Extracted material:

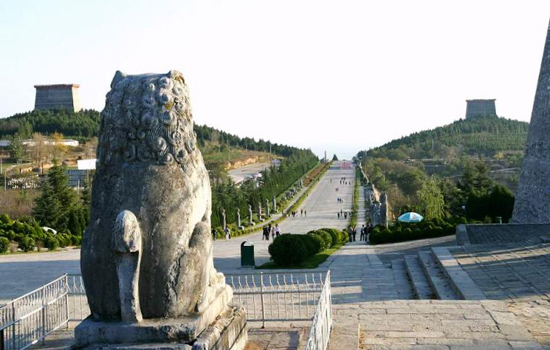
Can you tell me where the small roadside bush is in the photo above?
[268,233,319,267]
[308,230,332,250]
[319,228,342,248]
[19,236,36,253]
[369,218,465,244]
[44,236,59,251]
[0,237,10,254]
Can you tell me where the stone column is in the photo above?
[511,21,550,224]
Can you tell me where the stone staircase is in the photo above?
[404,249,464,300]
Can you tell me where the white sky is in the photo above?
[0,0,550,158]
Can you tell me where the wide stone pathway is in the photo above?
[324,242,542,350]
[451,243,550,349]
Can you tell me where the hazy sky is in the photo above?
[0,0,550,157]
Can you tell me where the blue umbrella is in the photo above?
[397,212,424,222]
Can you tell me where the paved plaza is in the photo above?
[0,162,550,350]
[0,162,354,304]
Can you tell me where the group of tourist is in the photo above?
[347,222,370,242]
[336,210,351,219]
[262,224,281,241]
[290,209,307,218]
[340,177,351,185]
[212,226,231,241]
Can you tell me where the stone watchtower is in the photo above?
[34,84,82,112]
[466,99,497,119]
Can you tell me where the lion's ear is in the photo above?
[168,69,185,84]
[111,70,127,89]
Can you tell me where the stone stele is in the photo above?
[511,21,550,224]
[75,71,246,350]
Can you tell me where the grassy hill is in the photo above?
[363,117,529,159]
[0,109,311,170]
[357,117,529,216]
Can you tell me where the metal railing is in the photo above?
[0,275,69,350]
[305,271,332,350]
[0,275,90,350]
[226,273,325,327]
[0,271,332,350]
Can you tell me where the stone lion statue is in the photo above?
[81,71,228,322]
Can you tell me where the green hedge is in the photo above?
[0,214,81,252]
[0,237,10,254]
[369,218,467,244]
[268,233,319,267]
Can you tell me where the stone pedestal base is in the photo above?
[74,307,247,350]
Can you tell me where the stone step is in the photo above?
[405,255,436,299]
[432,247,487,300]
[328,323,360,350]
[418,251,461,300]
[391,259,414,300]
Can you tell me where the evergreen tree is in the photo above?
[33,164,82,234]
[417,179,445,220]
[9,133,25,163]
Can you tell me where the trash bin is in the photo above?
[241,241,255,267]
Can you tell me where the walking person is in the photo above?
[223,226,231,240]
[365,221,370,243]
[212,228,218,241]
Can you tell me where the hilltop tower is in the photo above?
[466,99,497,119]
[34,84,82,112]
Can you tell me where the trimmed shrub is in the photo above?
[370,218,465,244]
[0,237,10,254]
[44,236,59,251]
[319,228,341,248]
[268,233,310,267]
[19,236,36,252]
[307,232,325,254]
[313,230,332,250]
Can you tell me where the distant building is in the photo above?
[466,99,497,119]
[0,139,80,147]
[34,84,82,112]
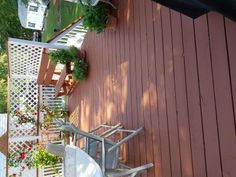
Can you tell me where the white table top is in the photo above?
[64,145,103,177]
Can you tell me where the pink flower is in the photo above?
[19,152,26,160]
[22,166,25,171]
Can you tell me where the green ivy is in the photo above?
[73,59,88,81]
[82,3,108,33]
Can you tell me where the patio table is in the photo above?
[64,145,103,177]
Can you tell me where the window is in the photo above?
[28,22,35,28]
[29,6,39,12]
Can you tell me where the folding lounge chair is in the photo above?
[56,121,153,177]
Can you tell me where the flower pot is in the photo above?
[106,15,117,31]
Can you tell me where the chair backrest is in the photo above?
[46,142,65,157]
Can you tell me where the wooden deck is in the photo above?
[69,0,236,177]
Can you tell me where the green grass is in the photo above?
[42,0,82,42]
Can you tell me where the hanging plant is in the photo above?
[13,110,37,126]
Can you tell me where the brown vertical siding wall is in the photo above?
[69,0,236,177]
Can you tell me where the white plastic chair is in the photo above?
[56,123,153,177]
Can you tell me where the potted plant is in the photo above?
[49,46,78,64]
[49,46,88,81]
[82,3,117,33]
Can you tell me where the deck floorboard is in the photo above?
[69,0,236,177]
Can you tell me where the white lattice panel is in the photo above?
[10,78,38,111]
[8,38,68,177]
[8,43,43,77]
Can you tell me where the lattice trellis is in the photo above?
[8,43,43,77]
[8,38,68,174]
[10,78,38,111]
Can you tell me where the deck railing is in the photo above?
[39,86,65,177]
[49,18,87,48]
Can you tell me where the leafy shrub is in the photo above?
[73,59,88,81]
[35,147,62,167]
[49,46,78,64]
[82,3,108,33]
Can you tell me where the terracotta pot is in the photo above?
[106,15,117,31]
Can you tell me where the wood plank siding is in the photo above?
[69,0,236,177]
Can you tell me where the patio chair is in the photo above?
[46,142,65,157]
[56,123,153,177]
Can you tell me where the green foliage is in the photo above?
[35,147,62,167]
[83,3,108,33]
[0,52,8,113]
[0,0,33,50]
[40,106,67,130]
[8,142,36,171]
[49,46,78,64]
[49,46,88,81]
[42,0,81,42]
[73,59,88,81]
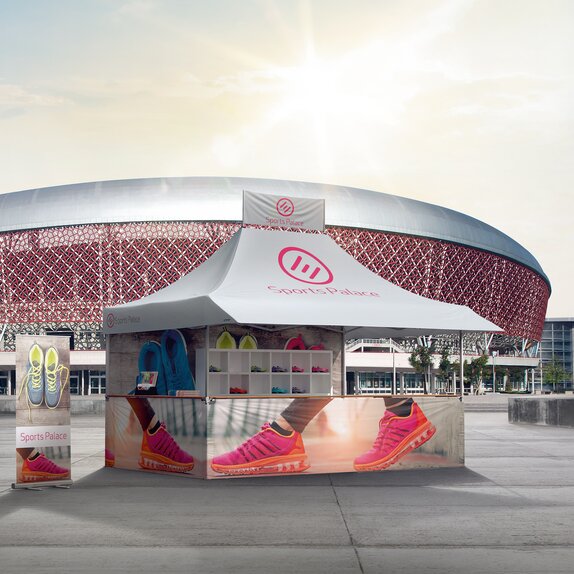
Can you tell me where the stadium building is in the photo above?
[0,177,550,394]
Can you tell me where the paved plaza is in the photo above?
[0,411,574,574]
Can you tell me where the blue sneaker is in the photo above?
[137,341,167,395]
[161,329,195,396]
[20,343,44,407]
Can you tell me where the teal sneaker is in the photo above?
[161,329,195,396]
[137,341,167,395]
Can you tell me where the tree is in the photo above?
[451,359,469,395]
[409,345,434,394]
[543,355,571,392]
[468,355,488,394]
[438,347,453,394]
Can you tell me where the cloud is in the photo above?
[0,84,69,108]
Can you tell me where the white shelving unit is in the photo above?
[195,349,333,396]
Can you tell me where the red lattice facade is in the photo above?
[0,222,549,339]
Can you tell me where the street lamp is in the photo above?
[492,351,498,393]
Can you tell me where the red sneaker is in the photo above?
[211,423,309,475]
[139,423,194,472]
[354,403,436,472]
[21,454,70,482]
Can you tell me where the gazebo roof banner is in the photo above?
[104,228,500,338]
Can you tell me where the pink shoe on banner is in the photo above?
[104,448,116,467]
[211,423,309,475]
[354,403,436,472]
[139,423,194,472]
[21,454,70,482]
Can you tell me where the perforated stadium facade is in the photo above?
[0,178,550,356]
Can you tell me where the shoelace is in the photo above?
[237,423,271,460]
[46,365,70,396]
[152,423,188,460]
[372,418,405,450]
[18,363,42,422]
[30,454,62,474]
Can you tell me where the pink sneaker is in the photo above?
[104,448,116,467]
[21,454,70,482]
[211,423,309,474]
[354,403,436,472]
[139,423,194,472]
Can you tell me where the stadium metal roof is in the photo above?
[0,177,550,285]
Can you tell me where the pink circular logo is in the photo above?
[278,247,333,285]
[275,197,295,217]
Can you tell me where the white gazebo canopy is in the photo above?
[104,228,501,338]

Task requirements: Rewrite all of the records with "photo" changed to "image" wherever it occurs and every other part left as it is. Omit the pictures from the rewritten version.

Solution to this problem:
Can you tell me where the small roadside bush is in the image above?
[268,233,319,267]
[308,230,332,250]
[319,228,342,248]
[19,236,36,253]
[369,218,465,244]
[44,236,59,251]
[0,237,10,254]
Can you tell me where the stone column is in the image above?
[511,21,550,224]
Can you tell me where the stone staircase is in the image above?
[404,249,464,300]
Can you tell me where the white sky is in the image above?
[0,0,550,158]
Can you tell me where the wide stone pathway is in the image above?
[324,242,542,350]
[451,243,550,349]
Can you tell me where the hazy sky is in the image above?
[0,0,550,157]
Can you tell me where the blue umbrella is in the image above?
[397,212,424,222]
Can you tell me where the paved plaza is in the image above?
[0,162,550,350]
[0,162,354,304]
Can you tell me where the group of tourist is in the image above?
[347,222,370,242]
[336,210,351,219]
[262,224,281,241]
[290,209,307,218]
[340,177,351,185]
[212,226,231,241]
Can you tell me where the stone watchtower is in the image above?
[34,84,82,112]
[466,99,497,119]
Can you tell me where the lion's ear is in the image above?
[168,69,185,84]
[111,70,127,89]
Can you tell me where the stone stele is in the image above?
[511,21,550,224]
[75,71,246,350]
Can you tell me where the grassy hill is in the image above?
[363,117,529,159]
[0,109,311,170]
[357,117,529,216]
Can you tell me where the metal railing is in the image above?
[0,275,69,350]
[305,271,332,350]
[0,275,90,350]
[226,273,325,327]
[0,271,332,350]
Can you tell me where the stone lion statue is in the image above?
[81,71,228,322]
Can you tell me where the green hedge is in the image above?
[0,214,81,252]
[0,237,10,254]
[369,218,467,244]
[268,233,319,267]
Can you tell me where the stone pedestal base is in the image above?
[74,307,247,350]
Can you tell me where the stone step is in the image above?
[405,255,436,299]
[432,247,487,300]
[328,323,360,350]
[418,251,461,300]
[391,259,414,300]
Can you tell me where the evergreen tree is in the image above?
[33,164,82,234]
[417,179,445,220]
[9,133,25,163]
Can you tell me where the trash bin is in the image above?
[241,241,255,267]
Can you tell me where the walking person is in the image above?
[223,226,231,240]
[365,221,370,243]
[212,228,218,241]
Can you tell me where the hilltop tower is in the image above?
[466,99,497,119]
[34,84,82,112]
Can you tell me where the trimmed shrub is in the image above?
[370,218,465,244]
[0,237,10,254]
[44,236,59,251]
[319,228,341,248]
[268,233,310,267]
[19,236,36,252]
[307,232,325,254]
[313,230,332,250]
Can you tell me where the distant building is in the image above?
[466,99,497,119]
[0,139,80,147]
[34,84,82,112]
Can you tell me where the white table top is in the image above?
[64,145,103,177]
Can you tell me where the pink flower is in the image above?
[19,152,26,160]
[22,166,25,171]
Can you tell me where the green ivy is in the image above?
[73,59,88,81]
[82,3,108,33]
Can you tell me where the patio table is in the image above?
[64,145,103,177]
Can you tell me where the window is in the image above?
[28,22,35,28]
[29,6,39,12]
Can you tell me where the folding lounge chair is in the image above?
[56,121,153,177]
Can you tell me where the flower pot is in the image above?
[106,15,117,31]
Can you tell me where the chair backrest is in the image above?
[46,142,65,157]
Can you tell me where the wooden deck is in the image above?
[69,0,236,177]
Can you tell me where the green grass is in the image above?
[42,0,82,42]
Can you tell me where the hanging plant is in the image above?
[13,110,37,126]
Can you tell me where the brown vertical siding wall is in the image above?
[69,0,236,177]
Can you tell me where the white plastic chair is in the image above?
[56,123,153,177]
Can you tell me where the potted plant is in the image above?
[49,46,78,64]
[49,46,88,81]
[82,3,117,33]
Can you tell me where the deck floorboard is in the image above?
[69,0,236,177]
Can you tell me where the white lattice panel is in the image above?
[10,78,38,111]
[8,38,68,177]
[8,43,43,77]
Can you tell me where the lattice trellis is in the image above?
[8,43,43,77]
[8,38,68,174]
[10,78,38,111]
Can you tell me where the deck railing is in the image above?
[39,86,65,177]
[49,18,87,48]
Can you tell me where the leafy shrub is in the image above?
[73,59,88,81]
[35,147,62,167]
[49,46,78,64]
[82,3,108,33]
Can you tell me where the terracotta pot is in the image above?
[106,15,117,31]
Can you tell me where the wood plank siding is in the image above?
[69,0,236,177]
Can you tell me where the patio chair is in the image above?
[46,142,65,157]
[56,123,153,177]
Can you tell me where the green foliage is in the image above?
[35,147,62,167]
[83,3,108,33]
[0,52,8,113]
[0,0,33,50]
[40,106,67,130]
[8,142,36,171]
[49,46,78,64]
[49,46,88,81]
[42,0,81,42]
[73,59,88,81]
Can you tell me where the stadium building is in the image above?
[0,177,550,394]
Can you tell me where the paved plaza is in the image above?
[0,411,574,574]
Can you tell me where the blue sneaker is in the image above?
[137,341,167,395]
[161,329,195,396]
[20,343,44,407]
Can you tell me where the teal sneaker is in the image above?
[161,329,195,396]
[137,341,167,395]
Can you tell me where the tree is in the image above?
[451,359,469,395]
[409,345,434,394]
[543,355,571,392]
[468,355,488,394]
[438,347,453,394]
Can you tell me where the cloud is in the image above?
[0,84,69,108]
Can you tell me where the white shelving unit is in the image above?
[195,349,333,396]
Can you tell me where the red lattice facade is in the image above?
[0,222,549,339]
Can you tell me where the street lamp is in the image above?
[492,351,498,393]
Can you tell me where the red sneaker is in the image above?
[211,423,309,475]
[139,423,194,472]
[354,403,436,472]
[21,454,70,482]
Can you tell me where the gazebo roof banner is in the image above?
[104,228,500,338]
Can you tell me where the pink shoe on banner is in the image above?
[104,448,116,467]
[211,423,309,475]
[354,403,436,472]
[139,423,194,472]
[21,454,70,482]
Can you tell me where the perforated stadium facade is in the image above?
[0,178,550,356]
Can you tell me where the shoelace is in the image above?
[237,423,271,460]
[46,365,70,396]
[152,423,188,460]
[372,418,405,450]
[18,363,42,422]
[30,454,62,474]
Can you tell me where the pink sneaker is in the image above?
[104,448,116,467]
[21,454,70,482]
[211,423,309,474]
[354,403,436,472]
[139,423,194,472]
Can you tell me where the stadium metal roof is in the image above?
[0,177,550,285]
Can you tell me where the pink circular logo is in the image above?
[278,247,333,285]
[275,197,295,217]
Can you tell me where the white gazebo canopy is in the image above?
[104,228,501,338]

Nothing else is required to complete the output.